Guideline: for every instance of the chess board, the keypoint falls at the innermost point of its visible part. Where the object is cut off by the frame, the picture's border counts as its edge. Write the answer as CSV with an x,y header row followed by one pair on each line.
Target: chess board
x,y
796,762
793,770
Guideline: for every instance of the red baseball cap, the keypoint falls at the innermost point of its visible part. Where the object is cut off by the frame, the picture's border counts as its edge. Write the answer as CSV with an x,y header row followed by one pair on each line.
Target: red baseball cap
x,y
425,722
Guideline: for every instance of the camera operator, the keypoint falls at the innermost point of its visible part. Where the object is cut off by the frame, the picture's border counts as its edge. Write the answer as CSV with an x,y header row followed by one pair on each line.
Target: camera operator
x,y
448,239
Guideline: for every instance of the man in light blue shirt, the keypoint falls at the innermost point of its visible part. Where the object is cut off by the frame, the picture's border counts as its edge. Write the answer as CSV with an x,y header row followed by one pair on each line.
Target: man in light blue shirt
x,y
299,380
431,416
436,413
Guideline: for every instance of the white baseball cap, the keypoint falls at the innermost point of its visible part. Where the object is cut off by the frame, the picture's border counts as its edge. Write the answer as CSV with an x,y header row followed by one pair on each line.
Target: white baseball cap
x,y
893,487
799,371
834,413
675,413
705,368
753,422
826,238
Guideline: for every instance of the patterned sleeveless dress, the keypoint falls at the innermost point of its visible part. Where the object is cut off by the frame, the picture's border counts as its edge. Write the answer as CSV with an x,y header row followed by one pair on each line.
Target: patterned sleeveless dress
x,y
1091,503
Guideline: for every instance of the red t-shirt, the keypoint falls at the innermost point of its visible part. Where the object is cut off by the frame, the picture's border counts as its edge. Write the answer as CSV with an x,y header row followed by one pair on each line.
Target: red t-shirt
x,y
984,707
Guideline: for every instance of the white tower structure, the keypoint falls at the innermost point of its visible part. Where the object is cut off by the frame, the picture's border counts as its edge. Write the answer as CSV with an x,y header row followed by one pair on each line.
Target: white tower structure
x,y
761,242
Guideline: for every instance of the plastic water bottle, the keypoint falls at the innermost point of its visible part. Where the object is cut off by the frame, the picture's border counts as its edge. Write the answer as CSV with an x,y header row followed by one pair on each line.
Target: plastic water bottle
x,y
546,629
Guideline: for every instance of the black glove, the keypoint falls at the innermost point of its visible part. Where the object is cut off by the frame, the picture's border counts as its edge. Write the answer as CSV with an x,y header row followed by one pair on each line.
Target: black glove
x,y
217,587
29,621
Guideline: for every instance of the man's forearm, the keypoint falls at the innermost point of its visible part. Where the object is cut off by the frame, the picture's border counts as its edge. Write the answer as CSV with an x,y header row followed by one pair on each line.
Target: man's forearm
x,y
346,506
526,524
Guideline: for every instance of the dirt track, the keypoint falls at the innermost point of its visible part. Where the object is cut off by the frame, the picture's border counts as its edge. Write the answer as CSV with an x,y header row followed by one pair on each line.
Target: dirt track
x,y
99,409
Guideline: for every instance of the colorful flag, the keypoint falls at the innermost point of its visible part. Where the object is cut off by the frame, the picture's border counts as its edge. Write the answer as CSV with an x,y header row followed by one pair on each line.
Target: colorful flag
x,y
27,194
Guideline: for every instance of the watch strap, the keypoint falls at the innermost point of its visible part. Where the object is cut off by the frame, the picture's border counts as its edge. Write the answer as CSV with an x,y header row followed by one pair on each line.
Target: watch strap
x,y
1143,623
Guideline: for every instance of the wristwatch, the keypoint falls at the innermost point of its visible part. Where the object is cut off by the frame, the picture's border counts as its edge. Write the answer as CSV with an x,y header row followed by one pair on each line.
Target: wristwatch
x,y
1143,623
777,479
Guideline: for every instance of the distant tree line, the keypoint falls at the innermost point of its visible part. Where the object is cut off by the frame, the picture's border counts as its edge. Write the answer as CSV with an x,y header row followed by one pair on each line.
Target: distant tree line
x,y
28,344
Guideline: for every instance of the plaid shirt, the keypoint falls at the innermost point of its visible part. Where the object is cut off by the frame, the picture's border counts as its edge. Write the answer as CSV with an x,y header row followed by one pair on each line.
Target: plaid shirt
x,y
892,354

● ● ● ● ●

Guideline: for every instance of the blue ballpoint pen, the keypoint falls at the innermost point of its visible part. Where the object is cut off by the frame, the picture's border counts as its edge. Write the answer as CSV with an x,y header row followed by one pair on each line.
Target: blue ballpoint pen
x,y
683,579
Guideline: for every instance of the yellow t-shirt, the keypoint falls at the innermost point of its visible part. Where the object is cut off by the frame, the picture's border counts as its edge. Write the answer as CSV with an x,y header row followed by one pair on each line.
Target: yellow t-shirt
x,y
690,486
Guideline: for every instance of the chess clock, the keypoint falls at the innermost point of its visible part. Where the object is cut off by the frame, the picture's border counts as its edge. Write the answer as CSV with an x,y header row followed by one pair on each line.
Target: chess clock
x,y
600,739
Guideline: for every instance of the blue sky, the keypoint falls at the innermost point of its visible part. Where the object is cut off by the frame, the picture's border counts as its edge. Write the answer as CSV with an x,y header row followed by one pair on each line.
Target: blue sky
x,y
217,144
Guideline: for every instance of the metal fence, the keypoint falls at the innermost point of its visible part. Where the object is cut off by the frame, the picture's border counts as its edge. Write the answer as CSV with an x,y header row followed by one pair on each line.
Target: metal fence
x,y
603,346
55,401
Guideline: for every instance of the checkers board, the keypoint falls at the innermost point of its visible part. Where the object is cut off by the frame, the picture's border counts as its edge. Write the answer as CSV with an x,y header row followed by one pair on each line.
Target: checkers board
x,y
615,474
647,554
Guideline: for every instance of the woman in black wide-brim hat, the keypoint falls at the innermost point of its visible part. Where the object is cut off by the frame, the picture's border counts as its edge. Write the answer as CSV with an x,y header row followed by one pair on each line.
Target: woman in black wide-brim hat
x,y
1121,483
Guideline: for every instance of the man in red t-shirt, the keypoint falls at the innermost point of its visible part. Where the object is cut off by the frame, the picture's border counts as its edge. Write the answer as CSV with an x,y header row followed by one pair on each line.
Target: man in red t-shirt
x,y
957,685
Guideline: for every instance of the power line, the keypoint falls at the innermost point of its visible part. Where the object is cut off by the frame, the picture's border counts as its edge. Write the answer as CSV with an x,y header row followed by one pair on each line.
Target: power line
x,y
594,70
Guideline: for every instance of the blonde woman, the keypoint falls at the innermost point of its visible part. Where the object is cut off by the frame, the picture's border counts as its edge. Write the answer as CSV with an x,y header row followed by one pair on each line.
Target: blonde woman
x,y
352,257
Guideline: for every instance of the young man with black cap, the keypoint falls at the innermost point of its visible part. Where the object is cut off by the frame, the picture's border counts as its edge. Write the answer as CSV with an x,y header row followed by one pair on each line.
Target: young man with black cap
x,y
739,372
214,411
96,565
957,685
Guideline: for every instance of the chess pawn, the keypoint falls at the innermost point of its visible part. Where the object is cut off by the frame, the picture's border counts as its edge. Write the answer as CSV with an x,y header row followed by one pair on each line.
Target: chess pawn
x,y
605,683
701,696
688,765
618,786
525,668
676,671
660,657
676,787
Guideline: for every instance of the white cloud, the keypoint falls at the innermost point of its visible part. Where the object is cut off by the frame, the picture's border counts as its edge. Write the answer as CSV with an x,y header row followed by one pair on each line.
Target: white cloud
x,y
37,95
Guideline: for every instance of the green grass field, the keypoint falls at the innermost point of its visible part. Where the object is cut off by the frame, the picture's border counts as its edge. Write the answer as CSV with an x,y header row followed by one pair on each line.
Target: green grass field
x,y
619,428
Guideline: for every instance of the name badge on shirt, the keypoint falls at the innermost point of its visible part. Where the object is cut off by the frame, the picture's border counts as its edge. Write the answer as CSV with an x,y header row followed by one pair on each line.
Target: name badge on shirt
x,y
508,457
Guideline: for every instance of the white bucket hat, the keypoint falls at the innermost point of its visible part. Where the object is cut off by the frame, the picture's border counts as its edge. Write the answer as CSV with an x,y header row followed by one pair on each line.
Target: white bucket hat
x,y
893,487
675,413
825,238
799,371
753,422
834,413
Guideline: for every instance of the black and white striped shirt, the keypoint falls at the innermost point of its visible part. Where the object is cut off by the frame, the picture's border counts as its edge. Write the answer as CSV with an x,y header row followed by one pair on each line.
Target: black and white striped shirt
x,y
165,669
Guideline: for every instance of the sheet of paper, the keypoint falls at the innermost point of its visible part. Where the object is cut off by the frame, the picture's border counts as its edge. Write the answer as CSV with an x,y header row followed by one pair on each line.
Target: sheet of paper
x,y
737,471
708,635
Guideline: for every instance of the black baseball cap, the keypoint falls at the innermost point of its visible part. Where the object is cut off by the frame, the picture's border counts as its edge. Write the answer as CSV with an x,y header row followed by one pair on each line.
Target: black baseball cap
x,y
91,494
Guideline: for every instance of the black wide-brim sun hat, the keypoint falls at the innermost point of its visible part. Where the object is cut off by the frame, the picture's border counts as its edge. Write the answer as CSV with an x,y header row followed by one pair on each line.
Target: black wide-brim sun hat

● ● ● ● ●

In the material above, find the line containing "Guideline: for every instance of the black glove, the" and the line containing "Guideline: for every instance of the man's", then write out exactly those two lines and every line between them, and nothing more.

▸ Completed exercise
Guideline: for every instance of the black glove, the keypoint falls at the innermost point of its visible part. Where the object is cut off by the frame, the picture's border counts as its edge. Write the answer as CSV with an x,y header row followed by one pair on each line.
Target: black glove
x,y
217,587
29,621
Guideline: for every instance of the man's forearm, the keypoint falls at the innermost point of its visible part. Where the object is cut off by the frame, the picture's border counts as its edge. Write the answer as CSV with an x,y header row followed by one pair on each line.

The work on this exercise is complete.